WHAT IS NEEDED: Reproduce every entry that follows verbatim, keeping each line unchanged and in its original order.

[Entries from a point annotation set]
* Start *

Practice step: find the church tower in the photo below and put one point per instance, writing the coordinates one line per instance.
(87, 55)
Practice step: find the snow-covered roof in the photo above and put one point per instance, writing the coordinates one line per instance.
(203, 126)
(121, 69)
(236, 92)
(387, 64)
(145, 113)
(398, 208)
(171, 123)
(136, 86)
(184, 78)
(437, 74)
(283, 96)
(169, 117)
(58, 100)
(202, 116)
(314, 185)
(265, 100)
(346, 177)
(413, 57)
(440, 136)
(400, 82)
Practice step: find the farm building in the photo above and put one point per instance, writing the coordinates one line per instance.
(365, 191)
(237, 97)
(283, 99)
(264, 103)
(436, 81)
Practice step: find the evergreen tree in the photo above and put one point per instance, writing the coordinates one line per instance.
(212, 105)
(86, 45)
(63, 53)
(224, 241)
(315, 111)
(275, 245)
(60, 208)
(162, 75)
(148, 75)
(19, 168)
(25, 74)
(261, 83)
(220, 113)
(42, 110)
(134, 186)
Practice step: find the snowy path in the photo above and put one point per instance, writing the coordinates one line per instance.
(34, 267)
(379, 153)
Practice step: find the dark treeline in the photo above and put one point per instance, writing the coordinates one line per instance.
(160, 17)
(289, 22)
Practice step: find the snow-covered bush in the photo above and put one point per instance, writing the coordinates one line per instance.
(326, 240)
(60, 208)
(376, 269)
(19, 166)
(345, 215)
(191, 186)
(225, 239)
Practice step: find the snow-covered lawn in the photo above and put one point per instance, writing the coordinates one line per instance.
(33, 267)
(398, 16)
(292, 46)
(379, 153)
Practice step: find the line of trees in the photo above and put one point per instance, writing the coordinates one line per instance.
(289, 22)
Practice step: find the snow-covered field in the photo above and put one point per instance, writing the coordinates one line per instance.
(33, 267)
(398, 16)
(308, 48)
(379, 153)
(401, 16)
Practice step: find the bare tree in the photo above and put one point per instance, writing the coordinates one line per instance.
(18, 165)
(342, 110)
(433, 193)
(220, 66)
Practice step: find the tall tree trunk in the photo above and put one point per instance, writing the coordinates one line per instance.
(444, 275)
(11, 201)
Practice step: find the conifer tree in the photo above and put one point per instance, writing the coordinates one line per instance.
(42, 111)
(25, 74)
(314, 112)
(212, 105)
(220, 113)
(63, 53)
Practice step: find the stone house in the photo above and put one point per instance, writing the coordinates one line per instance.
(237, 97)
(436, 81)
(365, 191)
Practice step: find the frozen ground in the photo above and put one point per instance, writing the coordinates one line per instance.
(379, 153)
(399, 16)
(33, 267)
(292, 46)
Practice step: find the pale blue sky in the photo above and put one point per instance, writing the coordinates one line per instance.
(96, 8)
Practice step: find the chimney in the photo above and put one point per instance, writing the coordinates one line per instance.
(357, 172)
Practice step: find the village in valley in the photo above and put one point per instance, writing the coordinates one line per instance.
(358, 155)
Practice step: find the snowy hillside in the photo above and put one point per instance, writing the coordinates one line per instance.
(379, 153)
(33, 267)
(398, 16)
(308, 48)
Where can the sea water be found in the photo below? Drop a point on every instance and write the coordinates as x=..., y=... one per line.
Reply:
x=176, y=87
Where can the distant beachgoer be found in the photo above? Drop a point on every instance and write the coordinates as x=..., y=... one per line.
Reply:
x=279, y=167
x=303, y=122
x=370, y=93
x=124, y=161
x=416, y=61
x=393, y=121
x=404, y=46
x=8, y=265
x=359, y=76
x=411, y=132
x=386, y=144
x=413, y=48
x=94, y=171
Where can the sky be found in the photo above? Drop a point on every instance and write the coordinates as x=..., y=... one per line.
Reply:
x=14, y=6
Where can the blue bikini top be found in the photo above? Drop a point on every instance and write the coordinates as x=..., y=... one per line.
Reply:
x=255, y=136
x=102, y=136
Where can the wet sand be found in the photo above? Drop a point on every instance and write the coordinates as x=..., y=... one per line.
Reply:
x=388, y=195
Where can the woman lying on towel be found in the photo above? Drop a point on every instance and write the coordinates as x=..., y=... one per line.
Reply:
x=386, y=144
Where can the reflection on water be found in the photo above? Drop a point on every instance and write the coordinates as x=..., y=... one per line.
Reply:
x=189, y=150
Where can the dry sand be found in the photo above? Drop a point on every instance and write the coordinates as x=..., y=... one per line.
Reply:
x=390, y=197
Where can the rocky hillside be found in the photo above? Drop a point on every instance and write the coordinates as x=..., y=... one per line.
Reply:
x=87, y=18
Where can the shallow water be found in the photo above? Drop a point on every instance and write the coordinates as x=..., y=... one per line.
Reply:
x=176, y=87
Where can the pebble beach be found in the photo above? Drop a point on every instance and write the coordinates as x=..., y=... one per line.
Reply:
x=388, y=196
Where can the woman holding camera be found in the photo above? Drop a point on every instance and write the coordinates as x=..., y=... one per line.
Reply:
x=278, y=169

* End *

TASK RESULT:
Practice step: find the church tower in the photo below and put one point per instance, writing the coordinates one line per instance.
(87, 55)
Practice step: find the snow-covered roof in the photo above and put one point per instance, writing the coordinates one line per instance.
(203, 126)
(121, 69)
(236, 92)
(387, 64)
(145, 113)
(398, 208)
(171, 123)
(136, 86)
(184, 78)
(437, 74)
(283, 96)
(169, 117)
(58, 100)
(202, 116)
(314, 185)
(265, 100)
(346, 177)
(413, 57)
(440, 136)
(400, 82)
Practice step: find the farm building in the photo above and put one point per instance, writing the coordinates one line per instance.
(365, 191)
(237, 97)
(283, 99)
(264, 103)
(436, 81)
Practice step: find the evergreen tree in the photo above and put one point per instance, writing the coordinates one line per instance.
(212, 105)
(86, 45)
(63, 53)
(224, 241)
(315, 111)
(275, 245)
(60, 208)
(162, 75)
(148, 75)
(19, 168)
(25, 74)
(261, 83)
(220, 113)
(42, 110)
(134, 186)
Practice step: find the snowy path in the photo above and put one point per instance, writing the coordinates one line per instance.
(34, 267)
(379, 153)
Practice step: find the dark treeline in the photo above and put one point per instance, writing the coordinates one line per instance.
(160, 17)
(289, 22)
Practice step: find the snow-covered bush in the photo above and put one point per instance, writing the coordinates one line per instance.
(326, 240)
(60, 208)
(376, 269)
(19, 166)
(345, 215)
(191, 186)
(225, 239)
Practice step: find the snow-covered lawn in the photo above and put one point per instance, writing the coordinates one line per instance.
(33, 267)
(398, 16)
(292, 46)
(379, 153)
Practice step: find the line of trees in the photo above and put one point per instance, writing the coordinates one line per instance.
(289, 22)
Practice step: find the snow-covered field in the photo above and put one point per instance, writing the coordinates one line per instance.
(33, 267)
(398, 16)
(308, 48)
(379, 153)
(401, 16)
Practice step: find the bare tree in the photo above and put one point per instance, writing the coordinates one line per instance.
(18, 165)
(342, 110)
(433, 193)
(220, 66)
Practice step: find the tall tree trunk in the photo above and put one point per instance, writing the coordinates one line per instance.
(444, 275)
(11, 201)
Practice step: find the conifer tree in the photo above and put one point per instance, writing the coordinates one line per instance.
(42, 111)
(25, 74)
(314, 112)
(212, 105)
(220, 113)
(63, 53)
Practice step: find the stone house in the photo above and put one point per instance, writing the coordinates one line per instance.
(237, 97)
(436, 81)
(365, 191)
Practice step: find the frozen ground in the photo above and put one point per instance, writing the coordinates one line per instance.
(379, 153)
(399, 16)
(33, 267)
(292, 46)
Practice step: find the pale blue sky in the photo above and put one point per instance, writing the coordinates one line per instance.
(96, 8)
Practice step: find the chimney in the photo above and put one point per instance, writing the coordinates one line per instance.
(357, 172)
Practice step: find the village in valley in the photo above and put one point per instance, writing the coordinates one line per instance.
(358, 155)
Practice step: find the snowy hillside in the photo above and put one point per instance, writing the coordinates one line per instance.
(379, 153)
(33, 267)
(398, 16)
(308, 48)
Where can the sea water be found in the photo below? Drop a point on every instance and write the coordinates as x=..., y=... one per line.
Reply:
x=176, y=87
Where can the distant beachgoer be found in the photo above? Drop a point on every instance and write the coordinates as x=..., y=... one per line.
Reply:
x=279, y=167
x=303, y=122
x=370, y=93
x=124, y=161
x=416, y=61
x=393, y=121
x=404, y=46
x=8, y=265
x=359, y=76
x=411, y=132
x=386, y=144
x=413, y=48
x=94, y=171
Where can the sky be found in the photo above? Drop a point on every instance and write the coordinates as x=..., y=... one per line.
Reply:
x=14, y=6
Where can the blue bikini top be found in the photo above? Drop a point on every instance and write the coordinates as x=..., y=... one per line.
Reply:
x=255, y=136
x=102, y=136
Where can the wet sand be found in the photo above? Drop a point on every instance and write the coordinates as x=..., y=... one per line.
Reply:
x=388, y=195
Where can the woman lying on towel be found in the photo above? Drop a point on every instance and write the coordinates as x=..., y=... one per line.
Reply:
x=386, y=144
Where can the reflection on water be found in the photo above? Drop a point on every instance and write the coordinates as x=..., y=... one per line.
Reply:
x=189, y=150
Where can the dry sand be found in the photo above? Drop a point on every instance and write the coordinates as x=..., y=... one per line.
Reply:
x=390, y=197
Where can the rocky hillside be found in the photo above? Drop a point on every instance and write the coordinates as x=..., y=... one per line.
Reply:
x=87, y=18
Where can the shallow water be found in the photo above? Drop a point on every instance and write the coordinates as x=..., y=... one per line.
Reply:
x=176, y=87
Where can the pebble beach be found in the photo above? Drop a point on every instance and write the coordinates as x=..., y=... one per line.
Reply:
x=388, y=196
Where can the woman holding camera be found in the photo above? Drop a point on every instance and write the coordinates as x=..., y=... one per line.
Reply:
x=278, y=169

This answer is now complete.